TASK GOAL: Please filter the entries and return only the lines that include "figurine".

PROVIDED RECORDS:
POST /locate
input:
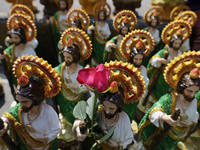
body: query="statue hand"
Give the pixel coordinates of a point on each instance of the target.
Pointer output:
(4, 129)
(170, 121)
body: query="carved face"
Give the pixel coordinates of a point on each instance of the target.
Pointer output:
(68, 58)
(110, 109)
(25, 102)
(154, 23)
(62, 5)
(16, 39)
(137, 60)
(177, 44)
(101, 16)
(190, 92)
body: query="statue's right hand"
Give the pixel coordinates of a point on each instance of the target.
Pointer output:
(4, 129)
(80, 136)
(2, 56)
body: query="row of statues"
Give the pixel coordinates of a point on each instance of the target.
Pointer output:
(101, 86)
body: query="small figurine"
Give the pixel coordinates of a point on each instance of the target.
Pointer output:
(139, 44)
(24, 10)
(173, 35)
(22, 31)
(76, 48)
(124, 22)
(190, 17)
(34, 124)
(115, 89)
(101, 32)
(183, 75)
(153, 17)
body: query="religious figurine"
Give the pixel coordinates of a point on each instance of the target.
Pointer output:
(153, 17)
(76, 48)
(58, 20)
(88, 5)
(173, 35)
(101, 32)
(22, 31)
(34, 124)
(124, 22)
(141, 44)
(169, 6)
(115, 90)
(190, 17)
(24, 10)
(28, 3)
(126, 5)
(183, 75)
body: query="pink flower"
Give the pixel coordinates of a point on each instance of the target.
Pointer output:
(96, 78)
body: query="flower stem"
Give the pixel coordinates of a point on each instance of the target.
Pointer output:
(94, 110)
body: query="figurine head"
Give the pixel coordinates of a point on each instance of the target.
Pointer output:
(33, 90)
(137, 55)
(176, 42)
(154, 22)
(18, 36)
(63, 5)
(189, 84)
(113, 103)
(71, 54)
(102, 15)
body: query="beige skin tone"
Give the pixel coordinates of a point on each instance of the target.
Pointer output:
(70, 69)
(15, 39)
(24, 101)
(109, 108)
(190, 92)
(172, 52)
(124, 31)
(101, 24)
(138, 60)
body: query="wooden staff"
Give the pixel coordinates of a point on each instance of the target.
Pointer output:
(155, 79)
(159, 137)
(6, 138)
(7, 72)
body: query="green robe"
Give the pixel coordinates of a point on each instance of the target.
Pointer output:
(148, 130)
(11, 58)
(117, 54)
(14, 116)
(66, 106)
(161, 87)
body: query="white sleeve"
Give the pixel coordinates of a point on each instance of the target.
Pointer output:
(155, 118)
(155, 62)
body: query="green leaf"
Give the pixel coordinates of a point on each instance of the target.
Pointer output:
(107, 135)
(89, 106)
(80, 110)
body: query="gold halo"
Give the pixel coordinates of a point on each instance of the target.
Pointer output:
(81, 15)
(80, 38)
(173, 27)
(30, 65)
(151, 11)
(121, 15)
(22, 9)
(129, 79)
(180, 65)
(177, 10)
(136, 36)
(188, 15)
(98, 6)
(70, 3)
(23, 22)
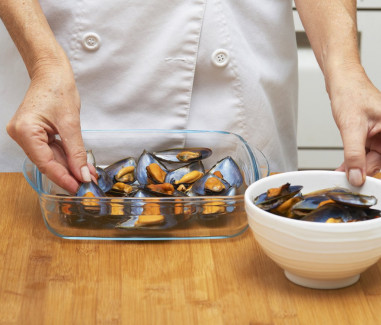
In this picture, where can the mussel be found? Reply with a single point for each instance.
(183, 155)
(331, 205)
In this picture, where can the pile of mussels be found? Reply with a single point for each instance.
(177, 172)
(330, 205)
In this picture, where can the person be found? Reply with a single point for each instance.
(223, 65)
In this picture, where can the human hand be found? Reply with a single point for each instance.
(356, 107)
(51, 107)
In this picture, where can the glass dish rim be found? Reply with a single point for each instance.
(38, 185)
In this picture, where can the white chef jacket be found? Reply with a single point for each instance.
(172, 64)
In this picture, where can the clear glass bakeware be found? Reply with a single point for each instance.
(73, 217)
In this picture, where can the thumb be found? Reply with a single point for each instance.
(354, 154)
(76, 153)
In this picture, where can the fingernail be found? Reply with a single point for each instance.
(85, 173)
(355, 177)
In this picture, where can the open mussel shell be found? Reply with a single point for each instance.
(308, 204)
(230, 171)
(200, 187)
(174, 176)
(93, 201)
(162, 190)
(353, 199)
(183, 155)
(133, 224)
(90, 187)
(104, 180)
(267, 203)
(144, 161)
(120, 165)
(334, 212)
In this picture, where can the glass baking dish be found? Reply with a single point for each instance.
(73, 217)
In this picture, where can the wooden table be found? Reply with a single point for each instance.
(48, 280)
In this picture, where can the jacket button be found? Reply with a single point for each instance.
(220, 58)
(91, 41)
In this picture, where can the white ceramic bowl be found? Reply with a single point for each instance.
(316, 255)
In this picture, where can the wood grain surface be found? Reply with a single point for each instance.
(48, 280)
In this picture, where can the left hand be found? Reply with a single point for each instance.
(356, 108)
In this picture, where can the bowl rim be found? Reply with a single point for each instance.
(300, 224)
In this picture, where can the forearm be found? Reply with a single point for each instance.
(331, 27)
(31, 33)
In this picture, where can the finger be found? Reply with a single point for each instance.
(373, 159)
(38, 150)
(354, 153)
(72, 143)
(341, 168)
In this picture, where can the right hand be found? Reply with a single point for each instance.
(51, 107)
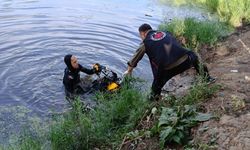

ANSWER FOR THIS EXERCISE:
body: query="small figurine"
body: query="religious figurine"
body: query="figurine head"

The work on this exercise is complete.